_TEXT PASSAGE_:
——————

From the sky, Venice looks like a floating labyrinth of terracotta eaves and grandiose church towers. It's a very surreal place, almost like something out of Studio Ghibli film; from the single road across the water from the mainland to these clunky and boisterous water buses (a concept which baffles me still).
We stayed in a small hotel right outside the Rialto Bridge, right amongst the hubbub of the Grand Canal. It was dark and musty, yet somehow retained this age-old air of regality. Wood panels, intricate wallpapers and a mishmash of fabrics - to look at, it was almost as busy as the canal itself. Our room was near the top, up some narrow winding steps which left us winded by the time we reached our floor. No romantic balcony looking over the canal to tell you about though I'm afraid, but there was still the satisfaction of throwing open the shutters and leaning out to nosey on the happenings in the alley below (a guilty pleasure pertinent to holidays in Italy).
Venice truly is queen of alleyways, a patron saint of wanderers and getting lost. It would seem impossible to walk down the same alleyway twice or to leave a square and find it again. When walking about, it really does feel at times like the walls and the bridges shift behind you like a real life labyrinth.
One of the things which captured my heart about Venice was how so much character can be encased in narrow alleyways; tiny restaurants and bars enveloped away in side streets, a five foot high tunnel as a Google maps-approved thoroughfare, an old man playing a saxophone rendition of Elvis’s ‘It’s Now or Never’ on the steps of a church. These minuscule
details which are so warming to reflect back on.

——————

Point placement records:
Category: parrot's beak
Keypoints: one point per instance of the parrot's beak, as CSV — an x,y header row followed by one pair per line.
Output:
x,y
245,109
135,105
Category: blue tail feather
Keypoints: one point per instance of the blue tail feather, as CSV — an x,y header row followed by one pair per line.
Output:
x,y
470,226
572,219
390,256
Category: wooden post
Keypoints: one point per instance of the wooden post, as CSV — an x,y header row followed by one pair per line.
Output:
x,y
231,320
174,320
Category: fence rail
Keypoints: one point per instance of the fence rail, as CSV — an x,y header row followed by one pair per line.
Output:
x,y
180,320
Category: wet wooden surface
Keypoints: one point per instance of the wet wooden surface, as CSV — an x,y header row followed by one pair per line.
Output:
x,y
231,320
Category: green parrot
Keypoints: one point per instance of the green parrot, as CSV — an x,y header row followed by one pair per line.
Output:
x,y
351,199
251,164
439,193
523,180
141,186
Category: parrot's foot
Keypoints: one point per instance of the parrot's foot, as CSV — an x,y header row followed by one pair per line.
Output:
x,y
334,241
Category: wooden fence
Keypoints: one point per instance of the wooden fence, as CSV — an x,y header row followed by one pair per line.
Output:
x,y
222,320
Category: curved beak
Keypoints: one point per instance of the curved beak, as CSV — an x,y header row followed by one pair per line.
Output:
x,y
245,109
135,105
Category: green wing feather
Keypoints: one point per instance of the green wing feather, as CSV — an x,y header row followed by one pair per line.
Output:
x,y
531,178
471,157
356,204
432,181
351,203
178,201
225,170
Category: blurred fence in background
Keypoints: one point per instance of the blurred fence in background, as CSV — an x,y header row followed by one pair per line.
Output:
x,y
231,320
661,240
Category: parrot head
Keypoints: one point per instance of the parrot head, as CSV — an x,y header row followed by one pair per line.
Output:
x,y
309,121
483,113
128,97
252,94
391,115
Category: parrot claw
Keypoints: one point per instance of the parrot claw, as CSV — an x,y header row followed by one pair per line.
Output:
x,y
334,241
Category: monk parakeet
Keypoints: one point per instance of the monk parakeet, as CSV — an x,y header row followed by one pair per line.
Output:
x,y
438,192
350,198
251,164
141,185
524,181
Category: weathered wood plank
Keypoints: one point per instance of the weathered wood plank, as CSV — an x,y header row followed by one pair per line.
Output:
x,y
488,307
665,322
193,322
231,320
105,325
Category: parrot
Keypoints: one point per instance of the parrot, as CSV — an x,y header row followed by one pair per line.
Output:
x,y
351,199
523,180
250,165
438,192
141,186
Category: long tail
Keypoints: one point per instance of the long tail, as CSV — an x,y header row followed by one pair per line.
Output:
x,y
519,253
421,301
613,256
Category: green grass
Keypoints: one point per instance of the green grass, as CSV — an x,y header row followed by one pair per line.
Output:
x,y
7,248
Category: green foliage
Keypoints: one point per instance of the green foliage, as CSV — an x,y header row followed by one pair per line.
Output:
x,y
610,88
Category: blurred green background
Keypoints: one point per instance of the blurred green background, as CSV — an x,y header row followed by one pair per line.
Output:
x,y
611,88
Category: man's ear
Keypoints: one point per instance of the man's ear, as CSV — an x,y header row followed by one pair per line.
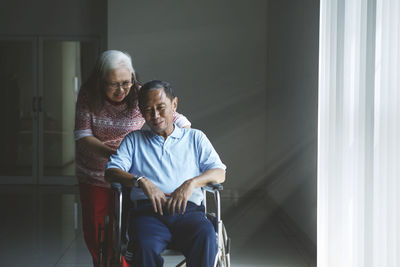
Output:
x,y
174,104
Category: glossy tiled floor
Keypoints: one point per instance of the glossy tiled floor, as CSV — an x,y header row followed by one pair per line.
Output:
x,y
40,227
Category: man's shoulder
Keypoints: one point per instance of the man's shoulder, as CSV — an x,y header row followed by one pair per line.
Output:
x,y
141,133
193,132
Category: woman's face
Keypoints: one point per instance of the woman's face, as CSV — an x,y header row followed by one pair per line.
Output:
x,y
118,84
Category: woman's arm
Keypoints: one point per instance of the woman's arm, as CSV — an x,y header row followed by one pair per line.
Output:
x,y
93,144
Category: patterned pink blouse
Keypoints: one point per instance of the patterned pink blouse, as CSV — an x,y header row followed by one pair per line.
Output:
x,y
110,126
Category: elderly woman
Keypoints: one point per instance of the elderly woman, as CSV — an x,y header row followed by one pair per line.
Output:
x,y
106,111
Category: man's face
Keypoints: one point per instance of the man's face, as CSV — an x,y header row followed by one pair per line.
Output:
x,y
158,111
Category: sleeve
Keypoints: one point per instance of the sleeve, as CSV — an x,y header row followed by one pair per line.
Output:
x,y
208,157
122,159
181,120
83,126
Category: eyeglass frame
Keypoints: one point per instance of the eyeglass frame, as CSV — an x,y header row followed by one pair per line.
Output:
x,y
115,85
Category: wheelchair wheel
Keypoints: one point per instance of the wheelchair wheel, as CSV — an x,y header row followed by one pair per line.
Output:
x,y
103,233
224,249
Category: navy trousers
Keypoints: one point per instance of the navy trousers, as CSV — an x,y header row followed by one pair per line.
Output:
x,y
192,233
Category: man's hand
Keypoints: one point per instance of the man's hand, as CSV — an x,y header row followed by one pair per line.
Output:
x,y
156,196
179,198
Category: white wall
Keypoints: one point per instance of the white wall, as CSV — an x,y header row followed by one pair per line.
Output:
x,y
54,18
293,29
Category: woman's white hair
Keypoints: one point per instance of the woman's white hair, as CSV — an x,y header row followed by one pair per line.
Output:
x,y
114,59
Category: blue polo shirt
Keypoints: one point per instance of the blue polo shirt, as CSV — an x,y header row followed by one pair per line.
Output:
x,y
168,163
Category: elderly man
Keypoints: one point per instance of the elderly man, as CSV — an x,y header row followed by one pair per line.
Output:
x,y
166,167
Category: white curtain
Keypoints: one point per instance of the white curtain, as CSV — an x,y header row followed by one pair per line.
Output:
x,y
358,134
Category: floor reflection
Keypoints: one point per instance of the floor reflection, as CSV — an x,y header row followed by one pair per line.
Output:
x,y
41,226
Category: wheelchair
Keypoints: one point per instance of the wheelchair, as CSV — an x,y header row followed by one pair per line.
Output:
x,y
119,238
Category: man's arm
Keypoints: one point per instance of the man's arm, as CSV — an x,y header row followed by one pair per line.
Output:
x,y
179,198
155,195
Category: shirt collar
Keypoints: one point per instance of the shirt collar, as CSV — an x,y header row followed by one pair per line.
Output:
x,y
176,133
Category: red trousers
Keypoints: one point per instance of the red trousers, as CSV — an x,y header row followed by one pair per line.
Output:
x,y
96,202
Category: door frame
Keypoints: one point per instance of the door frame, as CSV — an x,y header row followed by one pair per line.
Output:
x,y
37,176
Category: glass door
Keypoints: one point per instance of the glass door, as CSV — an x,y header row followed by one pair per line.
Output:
x,y
64,65
40,79
18,87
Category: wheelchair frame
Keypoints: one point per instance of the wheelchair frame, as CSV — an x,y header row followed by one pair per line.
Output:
x,y
122,202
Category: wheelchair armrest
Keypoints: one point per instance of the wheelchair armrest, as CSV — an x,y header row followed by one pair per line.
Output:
x,y
116,187
211,187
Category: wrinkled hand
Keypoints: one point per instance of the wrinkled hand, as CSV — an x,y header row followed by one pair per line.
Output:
x,y
157,197
178,199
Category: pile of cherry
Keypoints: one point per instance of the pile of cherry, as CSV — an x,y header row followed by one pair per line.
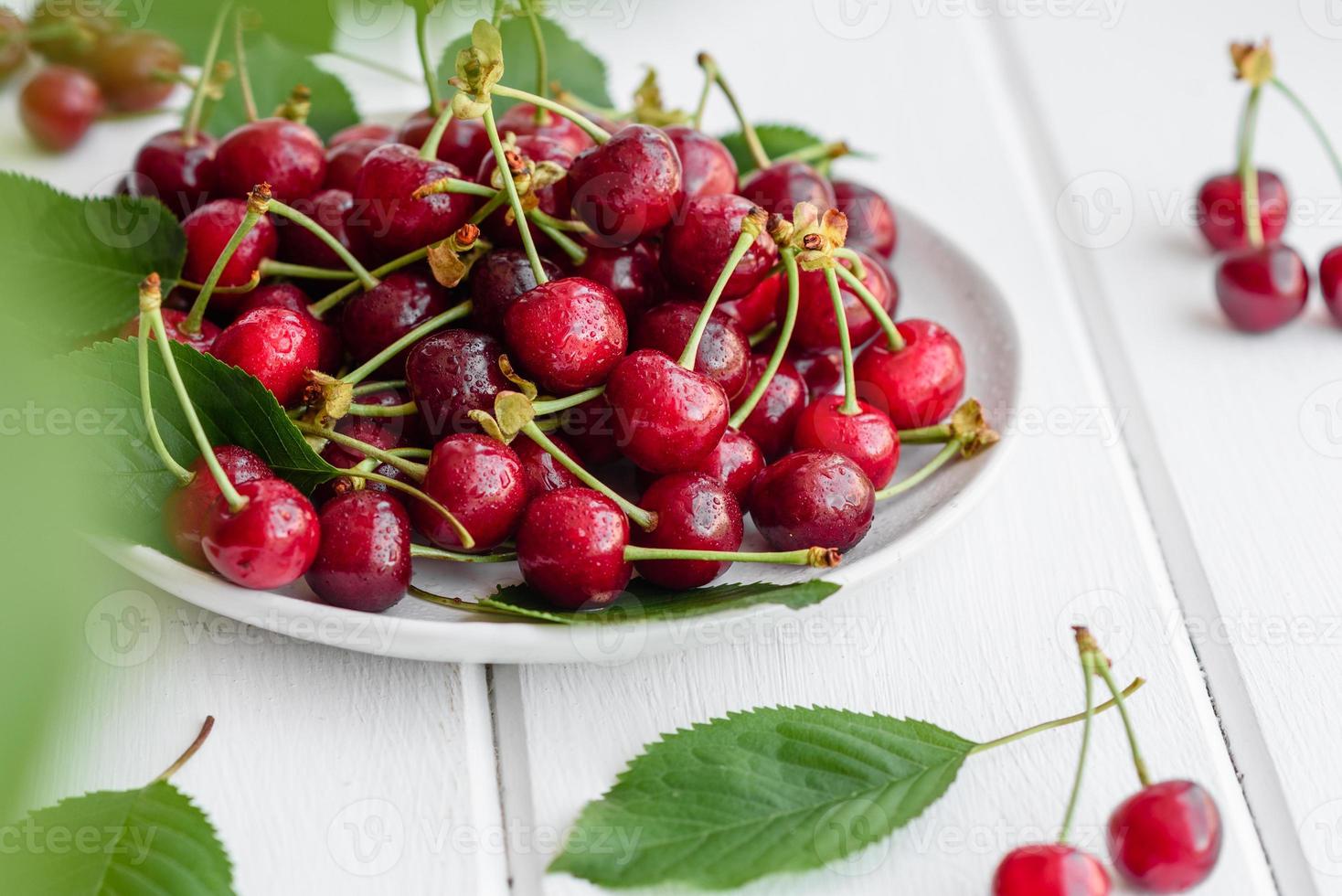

——————

_DIRECTIVE A_: What is the Spanish translation of this sentence from the Venice passage: "It would seem impossible to walk down the same alleyway twice or to leave a square and find it again."?
_DIRECTIVE B_: Can you repeat the stretch of the Venice passage from "We stayed in" through "holidays in Italy)."?
Work only from the Venice passage.

_PROBLEM SOLUTION A_: Parecería imposible recorrer el mismo callejón dos veces o salir de una plaza y volver a encontrarla.

_PROBLEM SOLUTION B_:
We stayed in a small hotel right outside the Rialto Bridge, right amongst the hubbub of the Grand Canal. It was dark and musty, yet somehow retained this age-old air of regality. Wood panels, intricate wallpapers and a mishmash of fabrics - to look at, it was almost as busy as the canal itself. Our room was near the top, up some narrow winding steps which left us winded by the time we reached our floor. No romantic balcony looking over the canal to tell you about though I'm afraid, but there was still the satisfaction of throwing open the shutters and leaning out to nosey on the happenings in the alley below (a guilty pleasure pertinent to holidays in Italy).